What needs to be done:
In this exercise, return the whole listing exactly, excluding any images.

┌─ Record extracts

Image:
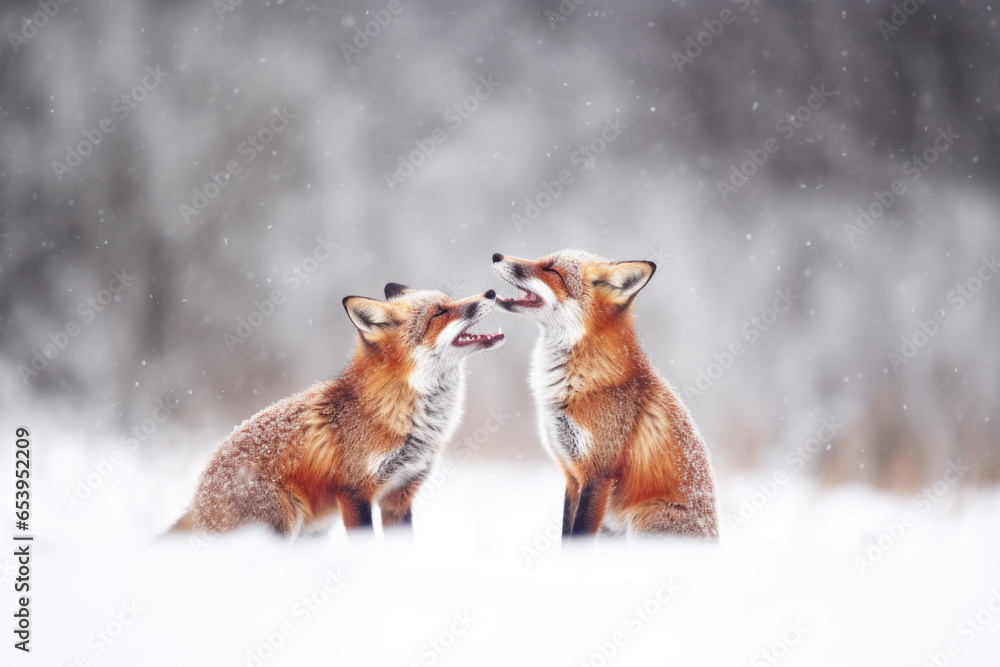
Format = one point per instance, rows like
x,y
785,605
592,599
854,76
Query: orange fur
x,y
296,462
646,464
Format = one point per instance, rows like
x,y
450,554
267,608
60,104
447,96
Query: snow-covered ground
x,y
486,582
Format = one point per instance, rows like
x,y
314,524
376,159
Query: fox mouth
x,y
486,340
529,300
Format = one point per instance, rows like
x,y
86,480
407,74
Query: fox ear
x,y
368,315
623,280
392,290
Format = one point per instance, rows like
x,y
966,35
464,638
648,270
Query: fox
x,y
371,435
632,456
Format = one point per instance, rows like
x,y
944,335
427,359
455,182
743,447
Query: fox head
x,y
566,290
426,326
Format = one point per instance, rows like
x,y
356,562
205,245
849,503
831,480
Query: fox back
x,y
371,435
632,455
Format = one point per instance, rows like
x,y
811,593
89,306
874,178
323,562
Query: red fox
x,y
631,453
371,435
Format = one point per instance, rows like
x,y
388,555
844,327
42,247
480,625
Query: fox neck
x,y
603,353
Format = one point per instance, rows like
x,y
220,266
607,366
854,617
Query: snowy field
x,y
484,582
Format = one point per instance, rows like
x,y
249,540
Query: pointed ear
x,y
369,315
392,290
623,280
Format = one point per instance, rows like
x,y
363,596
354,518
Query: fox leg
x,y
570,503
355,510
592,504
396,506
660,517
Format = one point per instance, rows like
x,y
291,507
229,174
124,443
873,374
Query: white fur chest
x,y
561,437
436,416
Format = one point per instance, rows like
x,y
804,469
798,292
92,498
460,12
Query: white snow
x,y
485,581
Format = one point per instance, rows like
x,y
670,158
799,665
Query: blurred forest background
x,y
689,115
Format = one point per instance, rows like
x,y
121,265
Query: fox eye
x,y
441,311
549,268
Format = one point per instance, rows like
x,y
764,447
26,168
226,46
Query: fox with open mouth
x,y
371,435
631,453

└─

Task result:
Image:
Format = one point per instance, rows like
x,y
785,605
592,599
854,76
Query: orange fur
x,y
296,462
646,464
Format = one point per instance, rows like
x,y
450,554
267,608
60,104
447,96
Query: snow-covered ground
x,y
486,582
Format = one point per instance, rows like
x,y
314,524
376,159
Query: fox mouth
x,y
486,340
529,300
Format = one point per instance, rows like
x,y
86,480
407,74
Query: fox ear
x,y
368,315
623,280
392,290
Format = one point per instance, rows like
x,y
966,35
464,638
648,270
Query: fox
x,y
371,435
632,456
Format = one point per instance, rows like
x,y
944,335
427,359
455,182
743,447
Query: fox head
x,y
566,290
426,326
Format = one point per instance, rows like
x,y
356,562
205,245
849,503
831,480
Query: fox back
x,y
371,435
632,455
Format = one point per instance, rows like
x,y
811,593
89,306
874,178
323,562
Query: red fox
x,y
631,453
371,435
Format = one point per instance, rows like
x,y
388,555
844,327
42,247
480,625
Query: fox neck
x,y
603,353
Format = one point per instance, rows like
x,y
220,266
607,366
854,617
Query: snowy field
x,y
484,582
Format = one point per instance, rows like
x,y
249,540
Query: pointed ear
x,y
369,315
392,290
623,280
Format = one point per instance, rows like
x,y
363,596
354,518
Query: fox leg
x,y
570,503
355,510
592,504
396,506
660,517
Format = one point per instance, rows like
x,y
291,507
229,174
124,443
873,374
Query: white fur chest
x,y
561,437
436,416
Format = one point per instance, rows like
x,y
804,469
798,292
92,498
460,12
Query: white snow
x,y
485,581
Format = one point per instance, rows like
x,y
670,158
799,665
Query: blurred forest background
x,y
689,115
Format = one point per instance, rows like
x,y
121,265
Query: fox eye
x,y
441,311
549,268
Format = one point per instance, rows like
x,y
764,447
26,168
226,46
Query: fox with open mouth
x,y
371,435
631,453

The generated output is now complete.